■ Requirement ■
Give the listing again exactly, skipping any pictures it holds.

■ Exercise input ■

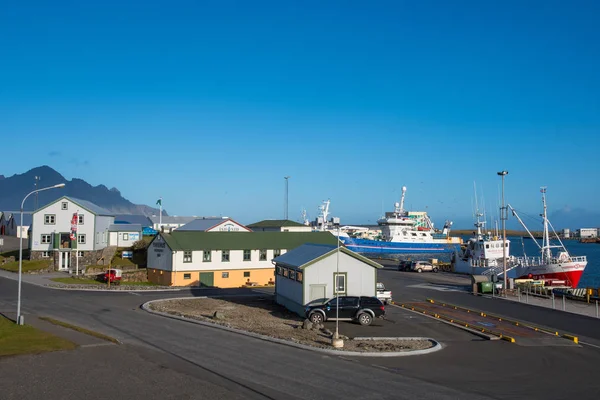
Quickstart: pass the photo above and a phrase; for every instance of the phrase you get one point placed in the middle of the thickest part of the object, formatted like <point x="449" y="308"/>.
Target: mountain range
<point x="14" y="188"/>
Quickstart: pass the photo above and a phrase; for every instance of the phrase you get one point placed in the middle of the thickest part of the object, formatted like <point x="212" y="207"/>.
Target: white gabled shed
<point x="313" y="273"/>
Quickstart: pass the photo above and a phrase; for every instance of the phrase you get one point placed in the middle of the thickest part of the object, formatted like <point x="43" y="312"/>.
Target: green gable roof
<point x="191" y="240"/>
<point x="274" y="223"/>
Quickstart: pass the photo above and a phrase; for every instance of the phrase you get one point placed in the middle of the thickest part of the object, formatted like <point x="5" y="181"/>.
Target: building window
<point x="340" y="282"/>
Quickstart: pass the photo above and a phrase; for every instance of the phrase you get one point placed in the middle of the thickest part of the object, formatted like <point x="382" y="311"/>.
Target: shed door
<point x="207" y="279"/>
<point x="317" y="292"/>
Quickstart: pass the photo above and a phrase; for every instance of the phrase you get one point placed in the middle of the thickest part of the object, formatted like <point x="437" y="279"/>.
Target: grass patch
<point x="28" y="265"/>
<point x="80" y="329"/>
<point x="16" y="339"/>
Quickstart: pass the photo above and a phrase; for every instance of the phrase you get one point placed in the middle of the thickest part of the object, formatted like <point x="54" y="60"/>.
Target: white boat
<point x="323" y="224"/>
<point x="484" y="255"/>
<point x="405" y="232"/>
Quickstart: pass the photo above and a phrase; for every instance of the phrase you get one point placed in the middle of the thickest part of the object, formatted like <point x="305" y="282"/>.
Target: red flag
<point x="74" y="226"/>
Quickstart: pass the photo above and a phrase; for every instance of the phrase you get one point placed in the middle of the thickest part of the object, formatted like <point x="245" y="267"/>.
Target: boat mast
<point x="401" y="210"/>
<point x="546" y="240"/>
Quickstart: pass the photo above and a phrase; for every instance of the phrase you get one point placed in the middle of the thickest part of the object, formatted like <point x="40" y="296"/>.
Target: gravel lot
<point x="263" y="316"/>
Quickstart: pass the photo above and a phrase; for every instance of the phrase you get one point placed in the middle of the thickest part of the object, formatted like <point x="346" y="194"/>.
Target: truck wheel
<point x="365" y="319"/>
<point x="316" y="318"/>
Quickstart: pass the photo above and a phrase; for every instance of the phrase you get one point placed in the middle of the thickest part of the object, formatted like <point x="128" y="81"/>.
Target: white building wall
<point x="588" y="232"/>
<point x="62" y="225"/>
<point x="160" y="255"/>
<point x="361" y="278"/>
<point x="101" y="231"/>
<point x="124" y="239"/>
<point x="236" y="261"/>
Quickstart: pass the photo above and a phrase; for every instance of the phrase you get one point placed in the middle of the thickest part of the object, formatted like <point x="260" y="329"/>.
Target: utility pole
<point x="503" y="217"/>
<point x="285" y="210"/>
<point x="37" y="178"/>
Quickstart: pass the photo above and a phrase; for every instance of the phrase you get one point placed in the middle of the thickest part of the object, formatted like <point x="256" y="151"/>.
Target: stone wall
<point x="135" y="276"/>
<point x="88" y="258"/>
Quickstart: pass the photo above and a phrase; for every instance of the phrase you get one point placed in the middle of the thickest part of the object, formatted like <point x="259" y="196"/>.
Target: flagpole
<point x="77" y="249"/>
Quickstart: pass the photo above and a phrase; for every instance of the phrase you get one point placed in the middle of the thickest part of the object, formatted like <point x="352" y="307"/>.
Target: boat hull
<point x="383" y="247"/>
<point x="569" y="272"/>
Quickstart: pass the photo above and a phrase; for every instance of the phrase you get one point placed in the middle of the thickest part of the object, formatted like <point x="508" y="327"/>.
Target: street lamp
<point x="504" y="287"/>
<point x="20" y="319"/>
<point x="336" y="341"/>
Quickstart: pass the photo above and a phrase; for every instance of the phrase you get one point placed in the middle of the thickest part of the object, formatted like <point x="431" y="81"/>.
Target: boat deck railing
<point x="535" y="261"/>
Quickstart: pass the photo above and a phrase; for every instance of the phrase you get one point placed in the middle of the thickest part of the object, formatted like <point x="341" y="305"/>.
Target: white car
<point x="423" y="266"/>
<point x="385" y="296"/>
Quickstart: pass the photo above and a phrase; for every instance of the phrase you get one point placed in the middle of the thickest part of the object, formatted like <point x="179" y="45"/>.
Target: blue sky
<point x="210" y="104"/>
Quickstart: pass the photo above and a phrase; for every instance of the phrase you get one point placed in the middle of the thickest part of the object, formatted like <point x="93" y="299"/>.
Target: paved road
<point x="228" y="360"/>
<point x="467" y="367"/>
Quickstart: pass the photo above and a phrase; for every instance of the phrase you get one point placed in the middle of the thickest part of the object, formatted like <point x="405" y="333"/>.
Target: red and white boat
<point x="554" y="267"/>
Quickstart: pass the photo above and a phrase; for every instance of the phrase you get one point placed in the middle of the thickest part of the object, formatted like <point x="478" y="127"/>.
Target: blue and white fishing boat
<point x="405" y="232"/>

■ Output of the task ■
Quickstart: pass the photo above and a phrase; for every instance of the phrase you get one point placed in the middle of the thickest part of the object, formatted like <point x="449" y="308"/>.
Target: mountain range
<point x="14" y="188"/>
Quickstart: pass the photo above and a phrase; for every instance of the phrase you get one point placed in the middle of the thickest part of the object, formatted like <point x="212" y="207"/>.
Target: white gabled shed
<point x="313" y="273"/>
Quickstart: pass the photo above and a phrase; for every instance of the phrase you get one point placed in the middle of the thickest part of the object, formatted like <point x="43" y="312"/>.
Target: green gable roof
<point x="191" y="240"/>
<point x="274" y="223"/>
Quickstart: pass the photo above and a phrase; for every instance of the phrase you get one point placed in the middle of the thickest part of the object, formatted like <point x="5" y="181"/>.
Target: building window
<point x="340" y="282"/>
Quickstart: pass the photo above and a phrase; for every instance of the phrase you get one point placed in the middle of the thickest part of the object, formatted like <point x="382" y="311"/>.
Target: shed door
<point x="207" y="279"/>
<point x="317" y="292"/>
Quickstart: pass the photo above and a phrase; for every instance of the phrase you get one point placed in the middle of the thickest part of the object, formatted like <point x="437" y="279"/>.
Target: grass patch
<point x="28" y="265"/>
<point x="80" y="329"/>
<point x="16" y="339"/>
Quickstart: pass the photo above and a phrase; for every instance of the phrase you get one point placed in the middle of the thickest part of the object, formatted like <point x="54" y="60"/>.
Target: white boat
<point x="323" y="224"/>
<point x="484" y="255"/>
<point x="405" y="232"/>
Quickstart: pass the photo above and a phrase; for every instance of the phrase you get one point placed in the middle of the thickest part of the object, formatted like <point x="305" y="282"/>.
Target: red flag
<point x="74" y="226"/>
Quickstart: pass the photo above and a phrase; for every instance of the phrase you get one point placed in the middle of the thickest part of the object, formatted like <point x="245" y="267"/>.
Target: boat mast
<point x="401" y="210"/>
<point x="546" y="240"/>
Quickstart: pass the photo above and a phrase; for every instance of the phrase you get one point placed in the middle of the thickest part of the object, formatted like <point x="40" y="296"/>.
Target: gravel lot
<point x="263" y="316"/>
Quickstart: pass the photo above and a phrase; for every instance of the phrase you get one point placed in the middle of the thickest part of the object, formatted like <point x="346" y="194"/>.
Target: truck wheel
<point x="365" y="319"/>
<point x="316" y="318"/>
Quickstart: pass the photo above and a phrase; for every instance of the phrase you get one point placed in the middle of the thickest part of the object, formatted like <point x="128" y="81"/>.
Target: white building wall
<point x="588" y="232"/>
<point x="62" y="225"/>
<point x="160" y="255"/>
<point x="361" y="278"/>
<point x="101" y="231"/>
<point x="124" y="239"/>
<point x="236" y="261"/>
Quickstart: pass the photo above and a phrase; for every instance of the phrase you get one point placed in the middle of the thickest part of the object, formatted like <point x="260" y="329"/>.
Target: utility pole
<point x="503" y="217"/>
<point x="285" y="210"/>
<point x="37" y="178"/>
Quickstart: pass the photo above and a phrase; for every instance of the phrase you get one point placed in the middle of the thickest part of the object, formatted like <point x="256" y="151"/>.
Target: stone wall
<point x="135" y="276"/>
<point x="88" y="258"/>
Quickstart: pass the photo above and a phrase; for every instance of the phrase you get one point placed in the middle of the thickest part of the object, formatted like <point x="259" y="196"/>.
Target: flagpole
<point x="77" y="249"/>
Quickstart: pass the photo above and a phrase; for every instance of the phrase you get one point placed in the middle of the thickest part of the object, formatted like <point x="352" y="307"/>.
Target: boat hull
<point x="383" y="247"/>
<point x="569" y="272"/>
Quickstart: pass the photo above and a phrase; for every instance of the phrase you get one point placed in the middle of the thickest part of the object, formatted like <point x="508" y="327"/>.
Target: street lamp
<point x="504" y="287"/>
<point x="20" y="319"/>
<point x="336" y="341"/>
Quickstart: pass the photo above and a phrase; for every instance of the phrase you get one point placed in the middle of the thickest part of the object, formatted like <point x="431" y="81"/>.
Target: boat deck railing
<point x="535" y="261"/>
Quickstart: pass the photo above and a phrase; for every instance of the phrase you get one point placed in the middle of the thickest part of the object, formatted like <point x="341" y="305"/>.
Target: white car
<point x="423" y="266"/>
<point x="385" y="296"/>
Quickstart: pass the photo above and a phrase; for every instance of the phrase you get one point placed in the middle of the thickest part of the object, formatted like <point x="179" y="45"/>.
Target: blue sky
<point x="210" y="104"/>
Quickstart: pass the photo above and a phrase; for every instance of the phrase you get one point placed in the middle of the thickest part of the object, formatted like <point x="93" y="299"/>.
Target: paved road
<point x="228" y="360"/>
<point x="467" y="367"/>
Quickstart: pass the photo above and a phrase; for every instance of the phrase you get one point placed in the middle of the thickest part of the object, formatted like <point x="405" y="333"/>.
Target: red and white boat
<point x="554" y="267"/>
Quickstart: pass the photo above and a phrase; for every instance of the phrase you get one point placed in the middle of the thickest part of the object, formatted like <point x="478" y="127"/>.
Target: blue and white fishing boat
<point x="405" y="232"/>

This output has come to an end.